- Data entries
==============================

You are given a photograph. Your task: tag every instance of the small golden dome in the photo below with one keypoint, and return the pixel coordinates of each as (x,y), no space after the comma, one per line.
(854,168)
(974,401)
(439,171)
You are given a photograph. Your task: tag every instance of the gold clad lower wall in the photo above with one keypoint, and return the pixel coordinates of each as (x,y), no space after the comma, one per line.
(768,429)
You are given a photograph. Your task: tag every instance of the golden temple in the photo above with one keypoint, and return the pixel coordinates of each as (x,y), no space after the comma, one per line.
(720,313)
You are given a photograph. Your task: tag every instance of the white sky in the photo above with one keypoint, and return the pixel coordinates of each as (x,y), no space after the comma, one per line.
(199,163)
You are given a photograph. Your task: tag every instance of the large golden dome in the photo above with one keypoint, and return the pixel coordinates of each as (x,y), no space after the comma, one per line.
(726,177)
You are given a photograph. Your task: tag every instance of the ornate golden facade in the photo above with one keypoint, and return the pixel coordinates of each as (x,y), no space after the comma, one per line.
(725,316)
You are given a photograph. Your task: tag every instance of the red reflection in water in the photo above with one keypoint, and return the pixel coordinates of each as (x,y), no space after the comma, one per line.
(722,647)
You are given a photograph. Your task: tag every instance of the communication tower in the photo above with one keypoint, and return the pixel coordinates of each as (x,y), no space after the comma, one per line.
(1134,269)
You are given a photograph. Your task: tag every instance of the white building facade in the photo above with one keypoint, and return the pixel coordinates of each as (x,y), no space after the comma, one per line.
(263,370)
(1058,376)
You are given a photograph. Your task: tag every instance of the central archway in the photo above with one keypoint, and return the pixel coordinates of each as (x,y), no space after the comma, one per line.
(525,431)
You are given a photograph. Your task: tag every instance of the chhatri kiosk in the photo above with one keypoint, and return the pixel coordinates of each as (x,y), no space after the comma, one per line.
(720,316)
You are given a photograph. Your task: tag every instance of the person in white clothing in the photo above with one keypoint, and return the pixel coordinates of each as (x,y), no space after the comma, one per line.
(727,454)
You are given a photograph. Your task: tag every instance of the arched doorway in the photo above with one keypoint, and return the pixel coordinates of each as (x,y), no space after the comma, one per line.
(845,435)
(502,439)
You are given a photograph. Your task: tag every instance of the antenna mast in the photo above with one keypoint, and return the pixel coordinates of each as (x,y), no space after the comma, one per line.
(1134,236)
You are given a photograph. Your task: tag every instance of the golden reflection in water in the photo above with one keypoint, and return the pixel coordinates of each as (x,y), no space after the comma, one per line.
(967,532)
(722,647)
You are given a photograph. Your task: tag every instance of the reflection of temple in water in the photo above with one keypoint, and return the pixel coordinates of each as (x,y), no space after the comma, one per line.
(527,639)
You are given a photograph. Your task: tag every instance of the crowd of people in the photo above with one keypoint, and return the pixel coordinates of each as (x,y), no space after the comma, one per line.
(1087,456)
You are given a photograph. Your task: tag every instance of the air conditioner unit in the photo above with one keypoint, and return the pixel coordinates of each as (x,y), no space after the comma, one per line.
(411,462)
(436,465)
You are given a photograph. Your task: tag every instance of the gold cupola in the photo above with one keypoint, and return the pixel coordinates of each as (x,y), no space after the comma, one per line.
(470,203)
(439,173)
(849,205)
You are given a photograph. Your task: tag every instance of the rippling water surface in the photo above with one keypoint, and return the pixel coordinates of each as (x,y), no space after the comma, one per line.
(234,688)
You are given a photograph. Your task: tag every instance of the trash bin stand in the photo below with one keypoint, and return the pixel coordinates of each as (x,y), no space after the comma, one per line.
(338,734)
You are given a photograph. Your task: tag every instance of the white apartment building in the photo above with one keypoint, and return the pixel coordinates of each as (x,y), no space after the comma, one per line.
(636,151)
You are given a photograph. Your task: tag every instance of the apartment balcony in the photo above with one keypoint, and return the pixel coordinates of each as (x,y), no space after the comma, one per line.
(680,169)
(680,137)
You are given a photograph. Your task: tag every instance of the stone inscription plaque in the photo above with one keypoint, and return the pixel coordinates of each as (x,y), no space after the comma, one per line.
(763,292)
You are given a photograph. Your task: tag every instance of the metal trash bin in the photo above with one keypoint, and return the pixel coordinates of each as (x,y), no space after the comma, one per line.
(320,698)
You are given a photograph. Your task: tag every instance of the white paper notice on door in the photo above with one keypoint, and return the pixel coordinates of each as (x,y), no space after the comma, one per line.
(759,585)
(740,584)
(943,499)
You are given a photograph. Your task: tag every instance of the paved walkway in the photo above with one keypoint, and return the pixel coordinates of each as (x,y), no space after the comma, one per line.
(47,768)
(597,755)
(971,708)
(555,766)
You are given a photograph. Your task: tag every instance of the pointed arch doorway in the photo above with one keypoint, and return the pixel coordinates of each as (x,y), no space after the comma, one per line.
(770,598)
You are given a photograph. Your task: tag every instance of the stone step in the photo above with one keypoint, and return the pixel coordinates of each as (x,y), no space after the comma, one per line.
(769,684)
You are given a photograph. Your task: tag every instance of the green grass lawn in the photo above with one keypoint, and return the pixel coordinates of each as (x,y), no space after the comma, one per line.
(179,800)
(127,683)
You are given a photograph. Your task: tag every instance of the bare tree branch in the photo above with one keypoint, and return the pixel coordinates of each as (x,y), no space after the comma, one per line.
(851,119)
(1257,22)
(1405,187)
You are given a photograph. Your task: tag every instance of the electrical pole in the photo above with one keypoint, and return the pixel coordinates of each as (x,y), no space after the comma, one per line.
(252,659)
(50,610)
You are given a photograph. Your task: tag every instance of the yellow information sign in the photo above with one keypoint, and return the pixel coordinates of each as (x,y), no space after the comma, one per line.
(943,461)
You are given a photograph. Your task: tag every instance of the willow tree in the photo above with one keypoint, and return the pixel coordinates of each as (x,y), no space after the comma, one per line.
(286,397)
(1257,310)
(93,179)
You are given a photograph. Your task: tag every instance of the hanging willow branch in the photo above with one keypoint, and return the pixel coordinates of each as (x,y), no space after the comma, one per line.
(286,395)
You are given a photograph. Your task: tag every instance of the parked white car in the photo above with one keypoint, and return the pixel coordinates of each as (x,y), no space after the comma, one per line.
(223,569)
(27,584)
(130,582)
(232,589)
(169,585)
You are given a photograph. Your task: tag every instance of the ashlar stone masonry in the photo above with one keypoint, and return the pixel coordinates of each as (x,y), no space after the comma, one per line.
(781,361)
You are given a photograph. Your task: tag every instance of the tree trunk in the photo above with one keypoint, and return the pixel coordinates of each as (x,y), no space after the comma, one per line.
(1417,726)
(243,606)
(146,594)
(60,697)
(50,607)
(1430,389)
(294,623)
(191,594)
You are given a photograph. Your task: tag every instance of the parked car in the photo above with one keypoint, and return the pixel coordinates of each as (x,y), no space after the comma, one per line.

==============================

- SHORT EXERCISE
Rewrite the records above, changing "tag every instance of" to "mark each instance of" throughout and leaving everything else unchanged.

- ANSWER TO THIS PROBLEM
You are given a photograph. Your task: mark each instance of the small golden dome in the photo below with one keypoint, and return the pixel coordinates of each as (x,y), no space after the comma, one per line.
(854,168)
(974,401)
(439,171)
You are given a photograph. Your task: mark each instance of the gold clad lower wall in the photo above with one keypoint, and return the pixel coordinates of each as (x,y), no space after the comma, one per line.
(768,429)
You are given a photograph. Your task: mark each instance of the golden temple in the photo above with one keypoint, and return the pixel coordinates of each as (x,y), no space after the comma, one per line.
(720,313)
You are given a photograph. Your task: mark each instance of the white sky in the photo above with one keypoint, and return the pixel coordinates of each as (x,y), no space after the comma, one per line.
(199,163)
You are given a photograph. Your task: mark each instance of the large golden dome in the photo above with one keypoint, and return the pixel coordinates of each as (x,y), no space after the comma, one per line.
(726,177)
You are given a photograph. Your task: mark each instance of the ornate golden facade in the photo above with one keypoint, and return the pixel coordinates of each as (x,y), no space after the comma, one per line.
(725,316)
You are given a photograph. Your task: mark each instance of the red reflection in water in the photo above with one keypoint, and return the pixel coordinates of each as (x,y), no space after the comma, one per line.
(722,647)
You are given a photograph. Your task: mark each instance of the communication tower in the photo above with one keypoint, and return the pixel coordinates of each as (x,y), no space after the comma, one per line.
(1134,269)
You are given a photograph. Your task: mark each instance of the white building facade in the photo above with one keypoint, and return the pixel coordinates of each as (x,y), no space after the comma, one per line.
(263,370)
(1058,376)
You are given a photograph. Your task: mark each instance of the central archway in the photo above with one keypoint, and return the pixel coordinates of each as (x,y), no space after the comma, one per line.
(525,431)
You are given a photograph. Your task: mark each instance of the chhatri kiosk in the photo above with one keypoint, and return the pixel coordinates of each as (x,y), no space after the comma, one per line.
(720,316)
You are given a photograph. Your task: mark each instance of the person in white clothing in the photo above with one keypoint, and return the pixel coordinates of each as (x,y), no space after the comma, one per line.
(727,454)
You are given a photograph. Your task: mark each instance of the arched doorway in the photo above with one keypoint, and return the pixel coordinates of each as (x,y), no space after the comma, one per line.
(845,435)
(502,439)
You are given a photograph. Your task: mark each instance of the antenna mast in the photo above with one keypoint, and return the pixel coordinates of each as (x,y), no space after the comma, one per line.
(1134,236)
You are given a photograph. Your task: mark each instance of the golden reflection in water in the photo above with one keypoint, and return the pixel coordinates of each as (x,y), no space after the comma, one per line.
(967,532)
(722,647)
You are given a photograph. Your task: mark each instance of the reflection of temple in water in the photo above with one keypoint, and return the pixel coordinates of each as (x,y), no space after the comma, one per line.
(527,639)
You are given a photograph. Your task: mark each instance of the crowd of people in the photo above with one keypoint, and return the pixel coordinates of each as (x,y), no space after the comma, one per line.
(1087,456)
You are given a photograph. Your task: mark each instance of the air conditioner unit in the photo above with one keypoint, and return the pixel coordinates of each as (x,y), no space after the comma, one per line.
(411,462)
(436,465)
You are given a photograph. Your task: mark each instance of the gold cupola in the photo above with one keypoint, and return the pixel coordinates of each as (x,y), no space after the comma, one per line.
(470,203)
(439,173)
(849,205)
You are given a photograph. Your task: mark each instance of the rippling water surface in the photo above with one keypoint, and return the pixel coordinates of each as (x,y), no space after the comma, one per line.
(234,688)
You are given a photograph. Your task: mark each instance of the trash bin stand in the photo below with one keypoint, and return the pixel coordinates of each as (x,y), no space after the comma, one per line.
(338,734)
You are given a photograph. Your task: mark each instance of the white apartment building in the photo above with one keypoint, and return the pixel coordinates of each as (x,y), no space after the comma, one per line.
(636,151)
You are given a photograph. Your task: mark each instance of the apartment balcony in the photo above with one keypoint, and return the pixel coordinates of each as (x,y), no space after the comma, one per line.
(680,169)
(680,137)
You are given a photograph. Your task: mark each instance of the stone inscription plaque in the photo above with one keypoint, and return the pixel coordinates of each as (x,y), no space after the comma, one per line.
(763,292)
You are given a photograph. Your task: mark each instance of the metal trash bin in the photo above with one keypoint, and return the pixel coordinates of each as (x,y), no space after the comma, one per line.
(320,698)
You are given a photograph. Your task: mark each instance of the white paper notice on door in the photo above with one keypoint, and return the pixel coordinates of each as (x,y), no space after the comma, one per line.
(759,585)
(740,584)
(943,499)
You are given a photograph. Your task: mark each instance of the paved walkway in the photo above with one keypoint, and return the pixel coordinates of each as (x,y), no space after the comma, one per line.
(47,768)
(597,755)
(971,708)
(555,766)
You are given a photograph. Your task: mark each instance of the pointed arch doorway in the photo above with one keypoint, and return the pixel coordinates of each as (x,y), no space after the comma, one per line.
(770,598)
You are given a photograph. Your task: mark each instance of the stone step in the photo above with one keypoint, and return the pixel coordinates of each as (x,y), no space after the comma, one per line.
(769,684)
You are given a photograph. Your task: mark each instance of the green grass lawn in the photo above with one keypoint, and return the pixel coordinates of each as (x,y), no space after the comma, one per line.
(179,800)
(127,683)
You are given a photograph. Your task: mark each instance of the bare tree branch in the photo above with one keypoint, and return the pixel coordinates of each as (x,y), no space after the comma, one per line.
(851,119)
(1257,22)
(1405,187)
You are given a photograph. Your task: mark each instance of the electrical pole in the photo above with one keypoint, and return the pixel coordinates of each as (x,y), no space after the comma, one per line.
(252,659)
(50,610)
You are given a photograph. Your task: mark each instance of the yellow information sign in the photo above with one keypoint, and return the pixel coordinates of each as (x,y), no space after the comma, one per line.
(943,461)
You are given a photograph. Your task: mark each instance of the willow tree in the photo above with one keypoint, and return the pixel coordinates of each as (x,y), no space after the comma, one per line.
(286,397)
(1257,310)
(93,179)
You are given a photograph. Your task: mark each instance of the hanging willow branch in the photo above with one keypoint, and return the pixel coordinates of each as (x,y), no space after the comma, one per line.
(286,395)
You are given a photograph. Your task: mark each instance of the parked white car in the photo above with one keypoint, and return the pixel coordinates of each as (x,y), no space after the comma, one per line.
(223,569)
(27,584)
(130,582)
(232,589)
(169,585)
You are given a photograph. Your task: mark each instance of the ashlar stone masonry in the photo above with one keypoint, and return the pixel coordinates of each as (x,y), no space after the comma, one per line.
(781,361)
You are given a photograph. Your task: mark each instance of the tree trunk in the photo above with one keypoint, and return the pixel coordinates of each as (x,y), no space after the comma, one per line.
(1417,726)
(243,606)
(146,594)
(60,697)
(50,607)
(1430,389)
(294,623)
(191,594)
You are given a photograph. Your task: mark each instance of the parked car in the photo above with one keypoint, and return the pixel coordinates of each as (x,y), no space after the comma, one per line.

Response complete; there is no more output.